THE INPUT>
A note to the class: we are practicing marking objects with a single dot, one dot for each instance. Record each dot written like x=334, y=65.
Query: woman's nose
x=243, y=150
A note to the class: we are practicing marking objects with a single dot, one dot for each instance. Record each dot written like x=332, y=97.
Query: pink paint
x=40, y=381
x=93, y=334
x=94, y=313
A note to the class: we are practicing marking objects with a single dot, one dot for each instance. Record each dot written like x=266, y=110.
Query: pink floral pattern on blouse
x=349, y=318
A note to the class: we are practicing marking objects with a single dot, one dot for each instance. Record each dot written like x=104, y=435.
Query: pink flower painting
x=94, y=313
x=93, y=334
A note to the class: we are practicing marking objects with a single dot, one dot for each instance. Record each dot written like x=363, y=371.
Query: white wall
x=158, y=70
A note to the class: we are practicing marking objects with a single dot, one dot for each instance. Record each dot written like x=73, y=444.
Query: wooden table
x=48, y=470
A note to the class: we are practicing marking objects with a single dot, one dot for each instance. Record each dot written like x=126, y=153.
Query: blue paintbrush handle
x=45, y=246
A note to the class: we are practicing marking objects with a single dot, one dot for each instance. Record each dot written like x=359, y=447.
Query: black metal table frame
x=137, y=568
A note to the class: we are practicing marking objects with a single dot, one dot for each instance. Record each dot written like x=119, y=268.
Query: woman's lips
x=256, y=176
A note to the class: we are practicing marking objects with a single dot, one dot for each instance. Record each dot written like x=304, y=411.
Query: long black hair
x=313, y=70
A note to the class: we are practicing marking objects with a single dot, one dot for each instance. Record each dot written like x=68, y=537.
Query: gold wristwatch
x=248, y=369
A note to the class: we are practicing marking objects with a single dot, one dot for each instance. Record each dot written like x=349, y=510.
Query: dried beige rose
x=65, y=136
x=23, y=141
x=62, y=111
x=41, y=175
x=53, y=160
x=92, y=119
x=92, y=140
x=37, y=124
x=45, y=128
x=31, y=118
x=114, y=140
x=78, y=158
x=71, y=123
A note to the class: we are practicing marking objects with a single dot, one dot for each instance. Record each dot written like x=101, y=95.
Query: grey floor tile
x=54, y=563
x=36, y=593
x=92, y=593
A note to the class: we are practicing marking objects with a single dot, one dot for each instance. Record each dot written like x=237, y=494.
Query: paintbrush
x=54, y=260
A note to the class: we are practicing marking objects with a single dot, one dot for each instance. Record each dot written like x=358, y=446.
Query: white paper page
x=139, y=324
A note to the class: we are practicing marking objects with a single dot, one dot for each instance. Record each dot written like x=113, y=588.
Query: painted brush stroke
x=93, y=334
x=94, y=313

EXERCISE REQUIREMENTS> Whatever else the listing above holds, retype exactly only the lines from the one containing "like x=359, y=447." to the one containing "like x=349, y=510.", both ends kept.

TASK ANSWER>
A note to the class: we are practicing marking objects with a single dot, one dot for each instance. Record each dot written like x=359, y=447.
Query: black metal table frame
x=137, y=568
A note to the class: we are practicing marking objects with a single dot, one dot for each instance. Record each dot written like x=119, y=268.
Query: woman's lips
x=256, y=176
A note to the class: we are practicing marking objects with a single dot, one dot for each instance. Record each dot written like x=304, y=411.
Query: long black hair
x=313, y=70
A note to the class: we are practicing marking objects with a single dot, one dot for each instance. Record each dot written like x=68, y=537.
Query: gold wristwatch
x=248, y=369
A note to the class: we are practicing marking objects with a single dot, one dot for each instance. Record each dot written like x=349, y=510.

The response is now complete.